Saved entries

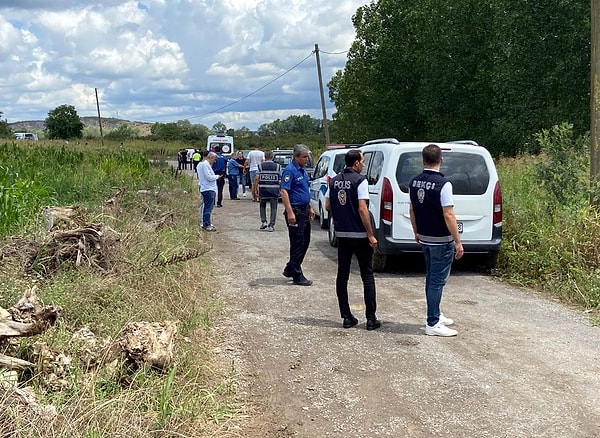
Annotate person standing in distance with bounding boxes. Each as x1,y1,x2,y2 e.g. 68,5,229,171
255,150,281,231
246,143,265,202
212,145,228,207
227,153,242,200
280,144,314,286
325,149,380,330
409,144,464,337
197,152,219,231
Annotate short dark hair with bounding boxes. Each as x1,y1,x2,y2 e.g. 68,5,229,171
214,145,222,153
422,144,442,166
345,149,362,167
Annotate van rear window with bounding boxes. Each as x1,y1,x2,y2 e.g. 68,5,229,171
396,152,490,195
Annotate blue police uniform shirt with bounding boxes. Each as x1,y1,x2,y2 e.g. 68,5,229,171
281,160,310,206
212,153,227,174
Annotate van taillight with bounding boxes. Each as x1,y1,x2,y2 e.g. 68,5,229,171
381,177,393,222
493,181,502,225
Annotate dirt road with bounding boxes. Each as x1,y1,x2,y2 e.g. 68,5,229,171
201,195,600,438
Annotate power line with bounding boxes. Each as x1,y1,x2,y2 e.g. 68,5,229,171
98,47,344,124
185,50,315,121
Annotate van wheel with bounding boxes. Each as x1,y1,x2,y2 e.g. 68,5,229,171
328,218,338,247
319,205,328,229
480,252,498,270
372,249,387,272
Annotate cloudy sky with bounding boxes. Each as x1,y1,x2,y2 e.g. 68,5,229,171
0,0,368,130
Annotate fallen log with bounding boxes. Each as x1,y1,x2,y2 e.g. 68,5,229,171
0,353,34,371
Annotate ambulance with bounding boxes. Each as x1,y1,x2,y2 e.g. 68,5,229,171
206,133,234,156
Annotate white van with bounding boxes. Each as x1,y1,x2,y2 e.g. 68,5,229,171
328,138,502,271
207,133,234,155
14,132,38,141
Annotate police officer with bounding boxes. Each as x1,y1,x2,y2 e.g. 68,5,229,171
325,149,380,330
409,144,463,337
280,144,315,286
255,150,281,231
212,145,228,207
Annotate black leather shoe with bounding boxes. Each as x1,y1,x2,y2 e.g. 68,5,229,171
293,276,312,286
366,319,381,331
343,316,358,329
282,268,292,278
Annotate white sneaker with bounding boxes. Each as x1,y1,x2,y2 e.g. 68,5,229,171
259,222,268,230
242,193,247,198
425,322,458,337
439,313,454,326
267,225,274,232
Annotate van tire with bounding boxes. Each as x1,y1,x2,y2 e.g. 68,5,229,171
328,219,338,247
480,252,498,270
319,204,328,229
372,249,387,272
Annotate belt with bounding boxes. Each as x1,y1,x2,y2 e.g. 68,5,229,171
291,204,308,208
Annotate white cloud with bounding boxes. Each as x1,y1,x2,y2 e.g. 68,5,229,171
0,0,367,129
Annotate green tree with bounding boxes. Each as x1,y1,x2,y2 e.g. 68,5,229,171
0,111,12,138
105,123,139,140
329,0,590,156
212,122,227,133
45,104,84,139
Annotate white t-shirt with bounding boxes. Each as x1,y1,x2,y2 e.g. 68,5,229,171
247,150,265,171
440,182,454,207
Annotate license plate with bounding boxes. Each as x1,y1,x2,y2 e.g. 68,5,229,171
457,222,463,233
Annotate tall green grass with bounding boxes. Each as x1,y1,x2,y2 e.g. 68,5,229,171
496,123,600,309
0,140,243,436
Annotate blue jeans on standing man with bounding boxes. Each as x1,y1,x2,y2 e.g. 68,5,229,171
228,174,239,199
422,242,455,327
238,173,246,194
201,190,216,228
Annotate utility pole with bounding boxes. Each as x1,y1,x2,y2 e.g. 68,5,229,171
592,0,600,205
314,44,330,145
95,88,104,147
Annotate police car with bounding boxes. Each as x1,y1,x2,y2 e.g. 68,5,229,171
327,139,503,271
309,145,360,229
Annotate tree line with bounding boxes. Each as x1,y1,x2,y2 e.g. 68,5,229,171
328,0,590,156
1,106,327,143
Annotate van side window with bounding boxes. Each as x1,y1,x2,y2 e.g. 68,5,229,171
313,156,329,179
365,151,384,185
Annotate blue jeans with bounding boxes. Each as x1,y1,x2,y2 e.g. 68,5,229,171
238,174,246,194
422,242,455,326
201,190,215,227
228,175,239,199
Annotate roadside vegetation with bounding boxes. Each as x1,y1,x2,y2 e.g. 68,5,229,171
0,140,242,436
1,118,600,435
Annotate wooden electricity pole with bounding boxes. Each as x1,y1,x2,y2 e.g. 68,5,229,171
592,0,600,205
95,88,104,147
314,44,331,145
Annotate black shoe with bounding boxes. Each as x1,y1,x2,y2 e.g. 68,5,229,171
366,319,381,331
343,316,358,329
216,204,223,208
293,276,312,286
282,267,292,278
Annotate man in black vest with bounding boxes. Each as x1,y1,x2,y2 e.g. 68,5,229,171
254,150,280,231
409,144,464,337
325,149,380,330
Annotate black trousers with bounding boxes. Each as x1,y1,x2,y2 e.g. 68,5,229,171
216,174,225,206
284,206,311,280
336,237,377,320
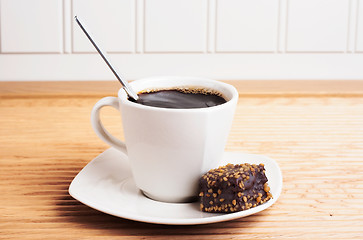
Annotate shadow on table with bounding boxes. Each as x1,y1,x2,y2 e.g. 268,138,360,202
55,194,265,237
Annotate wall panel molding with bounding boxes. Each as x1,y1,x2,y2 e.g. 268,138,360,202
136,0,143,53
207,0,216,53
277,0,288,53
63,0,72,53
356,0,363,52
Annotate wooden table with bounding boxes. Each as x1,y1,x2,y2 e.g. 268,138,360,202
1,80,363,239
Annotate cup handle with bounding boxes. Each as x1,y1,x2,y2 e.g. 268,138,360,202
90,96,127,154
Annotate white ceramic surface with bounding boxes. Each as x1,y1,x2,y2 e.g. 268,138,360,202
68,148,283,225
91,76,238,202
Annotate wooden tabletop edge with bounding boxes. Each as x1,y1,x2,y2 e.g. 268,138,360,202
1,80,363,97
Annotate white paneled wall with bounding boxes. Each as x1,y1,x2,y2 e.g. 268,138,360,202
286,0,349,52
144,0,207,52
0,0,63,53
0,0,362,81
216,0,279,52
72,0,135,53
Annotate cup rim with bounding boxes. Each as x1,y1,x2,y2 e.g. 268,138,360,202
118,76,238,112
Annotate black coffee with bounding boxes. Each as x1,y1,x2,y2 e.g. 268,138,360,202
129,88,227,109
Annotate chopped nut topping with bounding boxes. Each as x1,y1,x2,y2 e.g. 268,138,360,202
199,162,272,213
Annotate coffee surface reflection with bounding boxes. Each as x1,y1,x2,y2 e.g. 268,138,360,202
130,88,227,109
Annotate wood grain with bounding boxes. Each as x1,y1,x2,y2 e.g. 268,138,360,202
1,80,363,97
1,81,363,239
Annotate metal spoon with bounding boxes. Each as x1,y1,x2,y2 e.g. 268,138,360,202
74,16,138,101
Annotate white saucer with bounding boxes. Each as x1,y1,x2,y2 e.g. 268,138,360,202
69,148,282,225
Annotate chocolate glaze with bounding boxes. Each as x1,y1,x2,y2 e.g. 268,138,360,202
199,163,272,213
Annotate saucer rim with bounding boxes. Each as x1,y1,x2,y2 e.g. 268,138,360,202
69,148,283,225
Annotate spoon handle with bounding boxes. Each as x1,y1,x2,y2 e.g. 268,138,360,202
74,16,138,101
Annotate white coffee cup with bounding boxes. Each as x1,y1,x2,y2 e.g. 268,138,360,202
91,76,238,203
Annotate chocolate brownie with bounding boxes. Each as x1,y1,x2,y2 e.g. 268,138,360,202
199,163,272,213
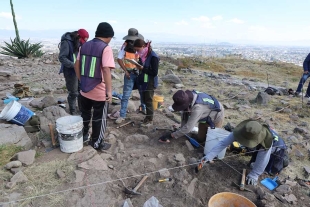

▶ _Exercise brief_: We ask that the entries above be copied exactly, with the pictures omitted.

▶ _Answer to this task_:
Annotate person standing in distance with bounding boxes. Each as x1,y1,x2,y2 e.g. 68,5,229,171
255,150,281,231
246,143,265,202
212,145,228,207
227,153,242,200
280,144,314,286
325,149,380,330
409,144,464,337
197,152,219,231
Annotate short dark hair with bounding boxes. Each as x1,y1,x2,y2 e.g. 68,5,229,171
214,145,222,153
422,144,442,166
345,149,362,167
Annotate van rear window with bounding boxes. Each as x1,y1,x2,y2 e.g. 68,5,229,171
396,152,490,195
Annotate blue police uniform shirt with bounding boxes. Each as x1,y1,x2,y2 e.g. 68,5,229,171
281,160,310,206
212,153,227,174
Annotate van taillight with bounding boxes. Each as x1,y1,x2,y2 e.g. 68,5,229,171
381,177,393,222
493,181,502,225
Annotate dirt road with bounding boxes. Each as x1,y1,x2,y2 e.g. 68,5,229,171
201,195,600,438
Annotate power line with bounding boxes. Each as x1,y1,x2,y2 e.g. 68,5,229,171
98,47,344,124
185,50,315,121
Annotate van wheel with bounding boxes. Each as x1,y1,x2,y2 e.g. 68,5,229,171
328,218,338,247
319,205,328,229
480,252,498,270
372,249,387,272
Annotate cloudy sky with bounding boxes. Each as x1,y1,x2,y2 e.g. 68,5,229,171
0,0,368,130
Annotate fallen log with bounding boxes. Each as x1,y1,x2,y2 e.g. 68,5,229,171
0,353,34,371
Annotate ambulance with bounding boxes. Each as x1,y1,x2,y2 e.g. 68,5,229,171
206,133,234,156
Annotate white van with bounding boxes. Each as x1,y1,x2,y2 e.g. 68,5,229,171
328,138,502,271
207,133,234,155
14,132,38,141
Annotate police officer with bounding boxes. Each as x1,y1,x2,y2 e.g. 68,5,229,171
325,149,380,330
409,144,463,337
280,144,315,286
255,150,281,231
212,145,228,207
Annotate black leather shoe with bounding boxes. Each as x1,y1,x2,y2 e.g. 68,5,229,171
293,276,312,286
366,319,381,331
343,316,358,329
282,268,292,278
Annotate white sneaker with bounding boxes. Each as x1,y1,x2,y2 e.g. 68,5,229,171
259,222,268,230
242,193,247,198
425,322,458,337
439,313,454,326
267,225,274,232
Annotate van tire with bounding boxes. Each as x1,y1,x2,y2 e.g. 68,5,229,171
328,219,338,247
480,252,498,270
319,204,328,229
372,249,387,272
Annotate belt with bounding boxes. Each as x1,y1,x2,y2 e.g. 68,5,229,171
291,204,308,208
Annotate white cloud with bounding boxes. Each as x1,y1,x2,y2 e.g. 68,5,229,171
0,0,367,129
Annotate green tree with bounding boxes. Each as x1,y1,x2,y2 e.g. 68,5,229,171
0,111,12,138
105,123,139,140
329,0,590,156
212,122,227,133
45,104,84,139
Annotate white t-shirt with bounding boxes. Each as x1,y1,x2,y2 e.g. 68,5,229,171
247,150,265,171
440,182,454,207
Annotate license plate with bounding boxes. Each as x1,y1,x2,y2 e.g. 68,5,229,171
457,222,463,233
Annotate tall green grass with bounding boxes. Each as x1,y1,x2,y2 e.g. 68,5,229,171
496,123,600,309
0,140,243,436
Annotate blue jeans on standing man with bounding boxes. Each as x1,y1,x2,y2 e.g. 68,5,229,171
228,174,239,199
422,242,455,327
238,173,246,194
201,190,216,228
Annotate utility pole with bounding boxes. Each as x1,y1,x2,y2 e.g. 68,5,229,171
592,0,600,205
314,44,330,145
95,88,104,147
Annotate police car with bounding boxes. Each as x1,y1,x2,y2 e.g. 68,5,229,171
327,139,503,271
309,145,360,229
Annotate tree line with bounding boxes. Each as x1,y1,x2,y2 e.g. 68,5,229,171
328,0,590,156
1,106,327,143
Annotate van side window with bounding boxes. Each as x1,y1,x2,y2 e.g. 68,5,229,171
313,156,329,179
365,151,384,185
Annotate blue jeans with bounding boxes. Each as x1,y1,x2,y2 e.g. 68,5,229,171
238,174,246,194
422,242,455,326
201,190,215,227
228,175,239,199
Annotate roadside vegetation with bounding boxes. Each as x1,y1,x2,y2 e.g. 68,5,229,171
0,140,242,436
1,118,600,435
Annotate wooden electricity pole with bounding boxes. Each as x1,y1,x2,y2 e.g. 68,5,229,171
592,0,600,205
95,88,104,147
314,44,331,145
Annotate black shoe with bounding boxes. Each as x1,y1,x2,y2 e.g. 68,5,229,171
366,319,381,331
343,316,358,329
216,204,223,208
293,276,312,286
282,267,292,278
Annotate man in black vest with bounding boxes. Each as x1,y1,x2,y2 e.g. 68,5,229,171
254,150,280,231
409,144,464,337
325,149,380,330
Annotate black trousers with bounding boxes. Each as x1,y1,x2,y2 e.g. 68,5,229,171
216,174,225,206
284,206,311,280
336,237,377,320
Annotate shadow on table with bounding boxes. Each as x1,y1,x2,y2 e.g. 268,138,360,202
55,194,265,237
Annotate wall panel molding with bounding boxes. Each as x1,y1,x2,y2 e.g. 268,138,360,202
136,0,143,53
207,0,216,53
277,0,288,53
63,0,72,53
356,0,363,52
Annotate wooden table with bounding boxes. Each as x1,y1,x2,y2 e.g. 268,138,360,202
1,80,363,239
Annotate cup handle with bounding boxes. Each as x1,y1,x2,y2 e.g. 268,138,360,202
90,96,127,154
Annotate white ceramic surface with bounding boxes. Each as x1,y1,x2,y2 e.g. 268,138,360,202
68,148,283,225
91,76,238,202
Annotate wooden tabletop edge with bounding boxes. Each as x1,y1,x2,y2 e.g. 268,138,360,202
1,80,363,97
Annotate white paneled wall with bounding boxes. Each as x1,y1,x2,y2 e.g. 268,138,360,202
286,0,349,52
144,0,207,52
0,0,63,53
0,0,362,81
216,0,279,52
72,0,135,53
Annotate cup rim with bounding boxes. Each as x1,y1,x2,y2 e.g. 268,138,360,202
118,76,238,112
Annotate black coffee with bounding boxes. Each as x1,y1,x2,y2 e.g. 268,138,360,202
129,88,227,109
Annotate chopped nut topping with bounding boxes. Each as x1,y1,x2,y2 e.g. 268,138,360,202
199,162,272,213
Annotate coffee surface reflection with bounding boxes. Each as x1,y1,x2,y2 e.g. 268,138,360,202
130,88,227,109
Annotate wood grain with bounding boxes. Each as x1,y1,x2,y2 e.g. 268,138,360,202
1,80,363,97
1,81,363,239
Annotate metal spoon with bounding boxes. Each as x1,y1,x2,y2 e.g. 268,138,360,202
74,16,138,101
Annotate white saucer with bounding boxes. Each as x1,y1,x2,y2 e.g. 268,138,360,202
69,148,282,225
Annotate chocolate glaze with bounding boxes. Each as x1,y1,x2,y2 e.g. 268,138,360,202
199,163,272,213
Annotate saucer rim with bounding boxes. Each as x1,y1,x2,y2 e.g. 268,138,360,202
69,148,283,225
Annotate spoon handle with bounding boxes. Each as x1,y1,x2,y2 e.g. 268,138,360,202
74,16,138,101
Annotate white coffee cup with bounding boxes. Each as x1,y1,x2,y2 e.g. 268,138,360,202
91,76,238,203
Annotate chocolate brownie with bounding boxes. Each as x1,y1,x2,y2 e.g. 268,138,360,202
199,163,272,213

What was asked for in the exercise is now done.